* **Problem set**
1/ According to the ETL tool overview, why can installing and configuring Talend Open Studio take a significant amount of time?
2/ Write the next part of the ETL tool overview, picking up after its last sentence about Talend's paid version.

[START OF Selected extract]

Built-in Connectors: Azure Data Factory provides one pay-as-you-go service to save users from the challenges of cost, time, and the number of solutions associated with ingesting data from multiple and heterogeneous sources. It offers over 90 built-in connectors and underlying network bandwidth of up to 5 Gbps throughput.
Modernize SSIS in a Few Clicks: Data Factory enables organizations to rehost and extend SSIS in a handful of clicks.

Con: The tool supports some data hosted outside of Azure, but it primarily focuses on building integration pipelines connecting to Azure and other Microsoft resources in general. This is a limitation for users running most of their workloads outside of Azure.

Talend Open Studio

Talend helps organizations understand the data they have, where it is, and its usage by providing them with the means to measure the health of their data and evaluate how much their data supports their business objectives.

Talend Open Studio is a powerful open-source ETL tool designed to enable users to extract, standardize and transform datasets into a consistent format for loading into third-party applications. Through its numerous built-in business intelligence tools, it can provide value to direct marketers.

Key Differentiators

Graphical Conversion Tools: Talend’s graphical user interface (GUI) enables users to easily map data between source and destination areas by selecting the required components from the palette and placing them into the workspace.
Metadata Repository: Users can reuse and repurpose work through a metadata repository to improve both efficiency and productivity over time.
Database SCD Tools: Tracking slowly changing dimensions (SCD) can be helpful for keeping a record of historical changes within an enterprise. For databases such as MSSQL, MySQL, Oracle, DB2, Teradata, Sybase, and more, this feature is built-in.

Cons: Installation and configuration can take a significant amount of time due to the modular nature of the tool. Additionally, to realize its full benefits, users may be required to upgrade to the paid version.

[END OF Selected extract]
[START OF Dataset records]

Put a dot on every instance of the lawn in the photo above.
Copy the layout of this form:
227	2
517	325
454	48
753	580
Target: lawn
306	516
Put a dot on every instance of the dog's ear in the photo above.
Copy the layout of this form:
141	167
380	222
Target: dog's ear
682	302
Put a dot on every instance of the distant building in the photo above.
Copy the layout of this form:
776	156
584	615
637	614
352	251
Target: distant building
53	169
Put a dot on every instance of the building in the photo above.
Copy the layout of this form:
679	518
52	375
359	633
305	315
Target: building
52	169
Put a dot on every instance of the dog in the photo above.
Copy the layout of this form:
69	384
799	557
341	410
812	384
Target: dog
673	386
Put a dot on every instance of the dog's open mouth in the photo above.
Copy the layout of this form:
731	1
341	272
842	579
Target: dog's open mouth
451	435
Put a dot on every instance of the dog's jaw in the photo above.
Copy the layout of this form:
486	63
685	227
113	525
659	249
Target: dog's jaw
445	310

[END OF Dataset records]

* **Task answers**
1/ Installation and configuration of Talend Open Studio can take a significant amount of time because of the tool's modular nature.

2/
Informatica PowerCenter

Informatica is a data-driven company passionate about creating and delivering solutions that expedite data innovations. PowerCenter is Informatica’s data integration product, which is a metadata-driven platform with the goals of improving the collaboration between business and IT teams and streamlining data pipelines.

Informatica enables enterprise-class ETL for on-premises data integration while providing top-class ETL, ELT, and elastic Spark-based data processing for every cloud data integration needed through artificial intelligence (AI)-powered cloud-native data integration.

Key Differentiators

PowerCenter Integration Service: PowerCenter Integration Service assists to read and manage the integration’s workflow, which in turn delivers multiple integrations according to the needs of the organization.
Optimization Engine: Informatica’s Optimization Engine sends users’ data processing tasks to the most cost-effective destination, whether traditional ETL, Spark serverless processing, cloud ecosystem pushdown, or cloud data warehouse pushdown. This ensures the right processing is chosen for the right job, ensuring controlled and optimized costs.
Advanced Data Transformation: Informatica PowerCenter offers advanced data transformation to help unlock the value of non-relational data through exhaustive parsing of JSON, PDF, XML, Internet of Things (IoT), machine data, and more.

Con: For higher volumes, the computational resource requirement may be high.

Microsoft SSIS

Microsoft SQL Server Integration Services (SSIS) is a platform for developing enterprise-grade data transformation and integration solutions to solve complex business problems.

Integration Services can be used to handle these problems by downloading or copying files, loading data warehouses, managing SQL data and objects, and cleansing and mining data. SSIS can extract data from XML files, Flat files, SQL databases, and more. Through a GUI, users can build packages and perform integrations and transformations.

Key Differentiators

Transformations: SSIS offers a rich set of transformations such as business intelligence (BI), row, rowset, split and join, auditing, and custom transformations.
SSIS Designer: SSIS Designer is a graphical tool that can be used to build and maintain Integration Service packages. Users can use it to construct the control flow and data flows in a package as well as to add event handlers to packages and their objects.
Built-in Data Connectors: SSIS supports diverse built-in data connectors that enable users to establish connections with data sources through connection managers.

Cons: SSIS has high CPU memory usage and performance issues with bulk data workloads. The tool also requires technical expertise, as the manual deployment process can be complex.

AWS Glue

AWS Glue is a serverless data integration service that simplifies the discovery, preparation, and combination of data for analytics, application development, and machine learning. It possesses the data integration capabilities that enterprises require to analyze their data and put it to use in the shortest time possible. ETL developers and data engineers can visually build, execute, and monitor ETL workflows through AWS Glue Studio.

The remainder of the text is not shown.